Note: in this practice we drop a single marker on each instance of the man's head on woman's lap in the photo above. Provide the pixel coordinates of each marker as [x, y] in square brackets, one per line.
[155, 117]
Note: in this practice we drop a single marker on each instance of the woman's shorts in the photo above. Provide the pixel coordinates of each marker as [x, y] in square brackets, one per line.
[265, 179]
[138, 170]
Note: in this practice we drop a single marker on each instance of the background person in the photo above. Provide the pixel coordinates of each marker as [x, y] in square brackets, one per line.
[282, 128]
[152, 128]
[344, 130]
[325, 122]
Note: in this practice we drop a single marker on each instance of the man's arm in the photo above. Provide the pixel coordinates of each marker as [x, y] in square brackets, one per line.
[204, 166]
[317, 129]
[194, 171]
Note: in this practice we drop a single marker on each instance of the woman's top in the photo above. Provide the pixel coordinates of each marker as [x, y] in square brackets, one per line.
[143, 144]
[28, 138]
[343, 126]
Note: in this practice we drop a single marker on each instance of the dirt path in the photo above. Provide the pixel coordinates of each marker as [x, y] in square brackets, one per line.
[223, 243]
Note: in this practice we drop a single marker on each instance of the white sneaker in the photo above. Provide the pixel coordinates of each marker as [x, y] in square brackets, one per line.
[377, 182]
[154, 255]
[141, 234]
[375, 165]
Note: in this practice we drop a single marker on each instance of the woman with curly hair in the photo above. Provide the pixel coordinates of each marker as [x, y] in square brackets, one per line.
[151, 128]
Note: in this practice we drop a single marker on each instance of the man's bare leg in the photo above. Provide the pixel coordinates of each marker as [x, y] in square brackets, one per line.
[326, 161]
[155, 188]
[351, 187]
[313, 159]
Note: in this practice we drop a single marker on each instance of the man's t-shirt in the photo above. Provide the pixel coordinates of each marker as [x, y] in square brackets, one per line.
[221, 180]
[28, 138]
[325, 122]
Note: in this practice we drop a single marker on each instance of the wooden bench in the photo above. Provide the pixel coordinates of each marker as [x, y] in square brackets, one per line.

----------

JOB: Copy each of the items above word for word, keeping every line in its original order.

REPLY:
Note: in this practice we drop a single marker on each instance of the man's head on woman's lap in the photo above. Provide the pixel coordinates of each marker as [x, y] in square brackets, one per line.
[155, 117]
Note: in this practice we drop a single marker on each instance of the woman's shorts in the photo above. Provide the pixel coordinates of each marker as [x, y] in square brackets, one per line.
[265, 179]
[138, 170]
Note: in this practice we drop a single marker on each instance of the background person in the photo above. Provide the pixel coordinates of each marker as [x, y] in square brackets, one per line.
[282, 128]
[152, 128]
[344, 130]
[325, 122]
Note: in this practice we drop a single marker on each instance of the man's arm in the photo above. Provide the pixel coordinates of each marker as [x, y] in square brackets, one per line.
[204, 166]
[317, 129]
[194, 171]
Note: in this practice we drop a single marker on each instance of the woman's top in the photo above. Provide the pixel coordinates of each marker as [x, y] in square brackets, one per line.
[143, 144]
[28, 138]
[343, 126]
Note: in this practice we drop a single marker on each instance of the dirt path in the photo above. Provide the pixel coordinates of each marker as [x, y] in square brackets, one per line.
[223, 243]
Note: in this practice we drop a single marker on each instance of the white sneaker in the photo above. Provide the pixel coordinates of each marker as [x, y] in square brackets, one per line.
[377, 182]
[154, 255]
[141, 234]
[375, 165]
Note: in this practice we drop a single marker on each instance of the woman with curly hair in the photo above. Provide the pixel coordinates of each marker as [x, y] in square brackets, one per line.
[151, 128]
Note: in this practice we drop a single marker on each instance of the man's bare leg in the photo above. Provide the pixel coordinates of each marker as [x, y] in square brackets, one per line.
[326, 161]
[155, 188]
[351, 187]
[313, 159]
Note: in this practice we drop a single marker on each instance of the man's t-shirt in the photo above. Provide the pixel coordinates of each marker as [x, y] in square brackets, one per line.
[221, 180]
[28, 138]
[325, 122]
Note: in this practice we drop a single marker on each instance of the wooden bench in the photo above. Provide the pixel coordinates of each marker as [x, y] in square brackets, one per line.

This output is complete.